[start of Input rows]
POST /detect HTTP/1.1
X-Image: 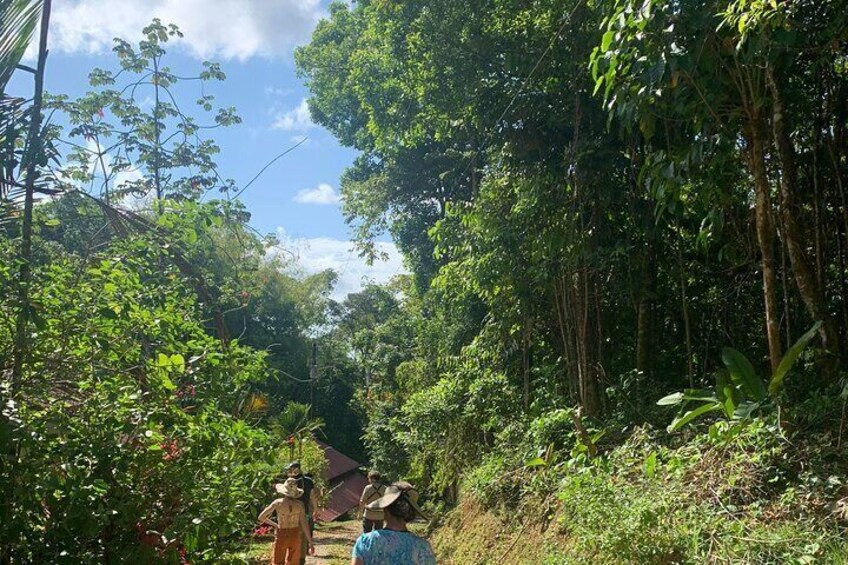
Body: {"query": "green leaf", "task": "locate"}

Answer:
[657,392,683,406]
[721,347,767,402]
[524,457,547,467]
[643,451,657,479]
[769,322,821,397]
[668,402,722,433]
[169,353,185,372]
[156,353,171,367]
[601,30,615,51]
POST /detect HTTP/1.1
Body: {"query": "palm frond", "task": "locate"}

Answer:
[0,0,42,93]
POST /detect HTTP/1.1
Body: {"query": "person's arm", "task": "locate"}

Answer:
[350,534,365,565]
[309,487,320,516]
[259,500,279,528]
[298,512,315,555]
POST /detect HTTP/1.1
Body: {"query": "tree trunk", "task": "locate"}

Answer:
[11,0,51,396]
[748,117,783,372]
[521,316,533,412]
[636,241,657,373]
[676,220,695,388]
[767,69,839,361]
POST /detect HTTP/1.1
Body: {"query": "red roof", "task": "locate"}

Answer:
[315,472,368,522]
[316,440,360,478]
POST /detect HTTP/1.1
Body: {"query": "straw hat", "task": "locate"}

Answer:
[274,479,303,498]
[366,481,427,519]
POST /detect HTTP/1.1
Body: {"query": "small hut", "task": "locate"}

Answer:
[315,441,368,522]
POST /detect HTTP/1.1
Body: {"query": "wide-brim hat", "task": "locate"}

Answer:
[274,479,303,498]
[366,481,427,519]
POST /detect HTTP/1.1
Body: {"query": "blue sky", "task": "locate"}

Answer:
[10,0,403,297]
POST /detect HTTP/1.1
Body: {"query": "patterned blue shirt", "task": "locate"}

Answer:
[353,530,436,565]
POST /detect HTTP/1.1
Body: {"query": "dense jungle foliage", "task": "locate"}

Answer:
[0,11,363,564]
[0,0,848,563]
[296,0,848,563]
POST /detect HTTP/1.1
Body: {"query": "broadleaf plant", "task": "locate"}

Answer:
[657,322,821,432]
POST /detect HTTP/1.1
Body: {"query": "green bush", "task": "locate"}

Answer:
[0,238,275,564]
[end of Input rows]
### Task objective
Please reproduce all the records above line for line, leaving out the pictures.

### Answer in full
POST /detect HTTP/1.1
X-Image: 
Body: {"query": "green leaf", "task": "locate"}

Answer:
[657,392,683,406]
[721,347,767,402]
[524,457,547,467]
[643,451,657,479]
[769,322,821,397]
[668,402,722,433]
[169,353,185,372]
[156,353,171,367]
[601,30,615,51]
POST /detect HTTP/1.1
Body: {"query": "palm frond", "task": "locate"}

Answer:
[0,0,42,93]
POST /detect HTTP/1.1
Body: {"query": "person's arm", "task": "locate"}

Answer:
[350,534,365,565]
[309,487,320,516]
[259,500,279,528]
[298,512,315,555]
POST /detect HTTP/1.1
Body: {"query": "tree trunk", "task": "locate"}

Answer:
[11,0,51,396]
[748,117,783,372]
[521,316,533,412]
[636,241,657,373]
[676,220,695,388]
[767,69,839,361]
POST /detect HTTP/1.1
Body: {"query": "red roof", "task": "locate"}

Answer:
[315,472,368,522]
[316,440,360,478]
POST /detect HTTP/1.1
Body: {"query": "straw hat", "task": "locate"}

Answer:
[274,479,303,498]
[366,481,427,519]
POST /detect HTTP/1.1
Body: {"query": "small hut", "task": "locate"}

Answer:
[315,441,368,522]
POST /detect HTTP/1.1
Body: {"query": "wide-brim hat", "task": "locate"}

Answer:
[274,479,303,498]
[366,481,427,519]
POST /detect HTTP/1.1
Body: {"query": "blue sky", "task": "locate"}

Answer:
[10,0,403,297]
POST /detect HTTP/1.1
Body: {"query": "patterned blue shirt", "task": "locate"}

Answer:
[353,530,436,565]
POST /detect HTTP/1.1
Body: {"query": "dense jungle foliage", "task": "locate"}

Answer:
[0,11,363,564]
[0,0,848,563]
[296,0,848,563]
POST /detect HTTP/1.1
Body: {"query": "broadleaf plant", "task": "locate"}

Answer:
[657,322,821,432]
POST /detect HTTP/1.1
Body: {"query": "green bush", "task": "locate"}

Answer:
[0,238,275,564]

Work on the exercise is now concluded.